• [Entries excerpted from a collection]:

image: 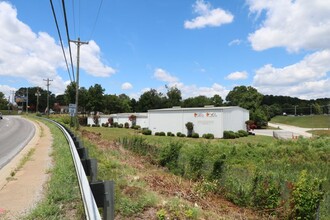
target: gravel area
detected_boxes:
[0,121,52,219]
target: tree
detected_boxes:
[86,84,104,114]
[118,94,132,112]
[137,89,165,112]
[226,86,263,111]
[77,87,88,113]
[64,82,76,105]
[166,86,182,108]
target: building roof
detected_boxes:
[110,112,148,118]
[148,105,248,112]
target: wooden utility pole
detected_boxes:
[44,78,53,117]
[70,37,88,130]
[35,87,40,113]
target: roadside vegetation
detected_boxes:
[23,121,84,220]
[270,115,330,128]
[75,123,330,219]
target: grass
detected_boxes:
[270,115,330,128]
[23,121,84,220]
[308,129,330,137]
[80,124,330,219]
[83,127,275,146]
[6,148,35,181]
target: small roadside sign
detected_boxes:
[69,104,77,117]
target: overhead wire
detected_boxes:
[89,0,103,40]
[72,1,76,38]
[50,0,72,82]
[62,0,75,79]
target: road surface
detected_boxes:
[0,115,35,169]
[253,122,315,138]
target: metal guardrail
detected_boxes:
[47,119,101,220]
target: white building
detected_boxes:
[110,113,148,128]
[148,106,249,138]
[87,113,148,128]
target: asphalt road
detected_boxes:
[0,115,35,169]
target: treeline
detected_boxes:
[0,83,330,126]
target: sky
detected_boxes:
[0,0,330,100]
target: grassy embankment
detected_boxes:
[78,123,330,219]
[271,115,330,136]
[24,120,84,220]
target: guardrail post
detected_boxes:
[77,147,88,159]
[90,181,115,220]
[81,159,97,183]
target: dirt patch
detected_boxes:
[0,119,52,219]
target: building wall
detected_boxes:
[87,113,148,128]
[148,107,249,138]
[223,107,249,131]
[148,108,223,138]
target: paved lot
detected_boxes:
[253,123,315,138]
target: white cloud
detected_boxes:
[80,40,116,77]
[152,68,229,99]
[253,50,330,99]
[184,0,234,29]
[0,1,115,94]
[228,39,242,46]
[247,0,330,51]
[178,83,229,99]
[154,68,179,84]
[226,71,248,80]
[121,82,133,90]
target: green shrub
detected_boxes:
[124,122,129,128]
[203,133,214,139]
[237,130,249,137]
[61,116,71,125]
[142,129,152,135]
[159,142,182,173]
[210,154,226,180]
[131,125,141,130]
[191,133,199,138]
[223,131,237,139]
[166,131,174,137]
[290,170,324,219]
[250,172,281,210]
[187,145,208,180]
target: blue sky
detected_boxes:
[0,0,330,99]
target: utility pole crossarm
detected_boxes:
[70,37,88,129]
[44,78,53,117]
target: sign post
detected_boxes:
[69,104,77,127]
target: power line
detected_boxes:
[72,1,76,38]
[62,0,75,81]
[50,0,72,82]
[89,0,103,39]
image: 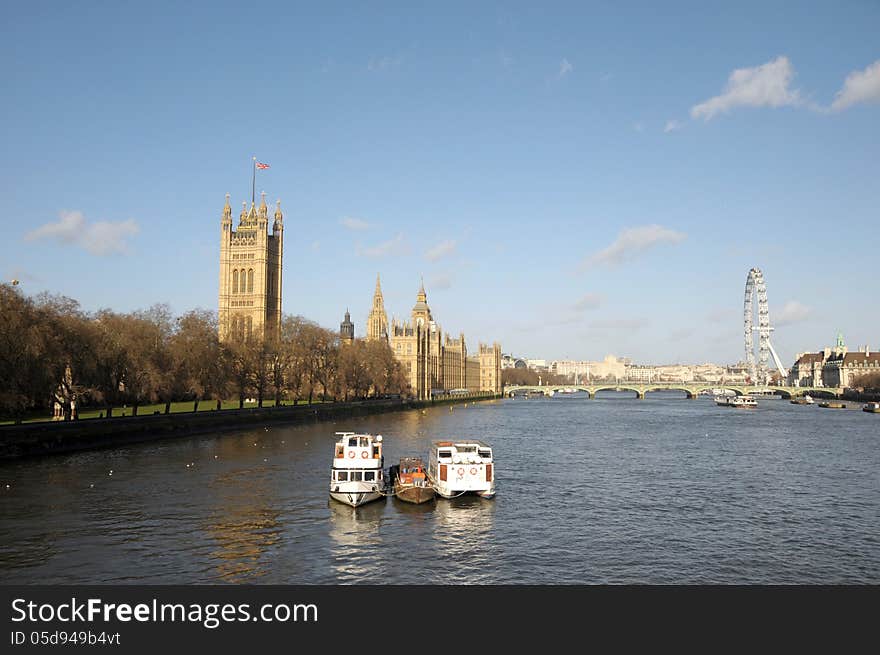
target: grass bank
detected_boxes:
[0,393,498,459]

• [WORK REQUIRED]: Render every line of the entries above as a Markdown table with the columns "Row" and "Line," numbering the rows and skipping blank lines. Leave the pictures out of your answer.

• [ANSWER TO THIS EXERCISE]:
| Row | Line |
|---|---|
| 1 | image:  |
| 2 | target: gravel area |
| 3 | detected_boxes: |
| 4 | [0,121,52,219] |
| 5 | target: tree |
| 6 | detected_boxes: |
| 7 | [86,84,104,114] |
| 8 | [118,94,132,112] |
| 9 | [137,89,165,112] |
| 10 | [226,86,263,111] |
| 11 | [77,87,88,113] |
| 12 | [64,82,76,105] |
| 13 | [166,86,182,108] |
| 14 | target: building roof |
| 15 | detected_boxes: |
| 16 | [110,112,148,118] |
| 17 | [148,105,248,112] |
| 18 | target: wooden utility pole |
| 19 | detected_boxes: |
| 20 | [44,78,53,117] |
| 21 | [70,37,88,130] |
| 22 | [35,87,40,113] |
| 23 | target: roadside vegetation |
| 24 | detected_boxes: |
| 25 | [23,121,84,220] |
| 26 | [270,115,330,128] |
| 27 | [75,123,330,219] |
| 28 | target: grass |
| 29 | detected_boxes: |
| 30 | [270,115,330,128] |
| 31 | [23,121,84,220] |
| 32 | [308,129,330,137] |
| 33 | [80,124,330,219] |
| 34 | [83,127,275,146] |
| 35 | [6,148,35,181] |
| 36 | target: small roadside sign |
| 37 | detected_boxes: |
| 38 | [69,104,77,117] |
| 39 | target: overhead wire |
| 40 | detected_boxes: |
| 41 | [89,0,103,40] |
| 42 | [72,1,76,38] |
| 43 | [50,0,72,82] |
| 44 | [62,0,75,79] |
| 45 | target: road surface |
| 46 | detected_boxes: |
| 47 | [0,115,35,169] |
| 48 | [253,122,315,138] |
| 49 | target: metal guardrail |
| 50 | detected_boxes: |
| 51 | [47,119,101,220] |
| 52 | target: white building |
| 53 | detected_boxes: |
| 54 | [110,113,148,128] |
| 55 | [148,106,249,138] |
| 56 | [87,113,148,128] |
| 57 | target: asphalt road |
| 58 | detected_boxes: |
| 59 | [0,115,35,169] |
| 60 | target: treeline |
| 61 | detected_boxes: |
| 62 | [0,83,330,126] |
| 63 | target: sky |
| 64 | detected_boxes: |
| 65 | [0,0,330,100] |
| 66 | target: grassy embankment |
| 67 | detected_boxes: |
| 68 | [78,123,330,219] |
| 69 | [271,115,330,136] |
| 70 | [24,120,84,220] |
| 71 | target: guardrail post |
| 72 | detected_boxes: |
| 73 | [77,147,88,159] |
| 74 | [90,181,115,220] |
| 75 | [81,159,97,183] |
| 76 | target: dirt patch |
| 77 | detected_boxes: |
| 78 | [0,119,52,219] |
| 79 | target: building wall |
| 80 | detected_boxes: |
| 81 | [87,113,148,128] |
| 82 | [148,107,249,138] |
| 83 | [223,107,249,131] |
| 84 | [148,108,223,138] |
| 85 | target: paved lot |
| 86 | detected_boxes: |
| 87 | [253,123,315,138] |
| 88 | target: white cloud |
| 89 | detected_boxes: |
| 90 | [80,40,116,77] |
| 91 | [152,68,229,99] |
| 92 | [253,50,330,99] |
| 93 | [184,0,234,29] |
| 94 | [0,1,115,94] |
| 95 | [228,39,242,46] |
| 96 | [247,0,330,51] |
| 97 | [178,83,229,99] |
| 98 | [154,68,179,84] |
| 99 | [226,71,248,80] |
| 100 | [121,82,133,90] |
| 101 | target: green shrub |
| 102 | detected_boxes: |
| 103 | [124,122,129,128] |
| 104 | [203,133,214,139] |
| 105 | [237,130,249,137] |
| 106 | [61,116,71,125] |
| 107 | [142,129,152,135] |
| 108 | [159,142,182,173] |
| 109 | [210,154,226,180] |
| 110 | [131,125,141,130] |
| 111 | [191,133,199,138] |
| 112 | [223,131,237,139] |
| 113 | [166,131,174,137] |
| 114 | [290,170,324,219] |
| 115 | [250,172,281,210] |
| 116 | [187,145,208,180] |
| 117 | target: blue sky |
| 118 | detected_boxes: |
| 119 | [0,0,330,99] |
| 120 | target: utility pole crossarm |
| 121 | detected_boxes: |
| 122 | [70,37,88,129] |
| 123 | [44,78,53,117] |
| 124 | target: sign post |
| 125 | detected_boxes: |
| 126 | [69,104,77,127] |
| 127 | target: power line |
| 128 | detected_boxes: |
| 129 | [72,1,76,38] |
| 130 | [62,0,75,81] |
| 131 | [50,0,72,82] |
| 132 | [89,0,103,39] |
| 133 | image:  |
| 134 | target: grass bank |
| 135 | detected_boxes: |
| 136 | [0,393,498,459] |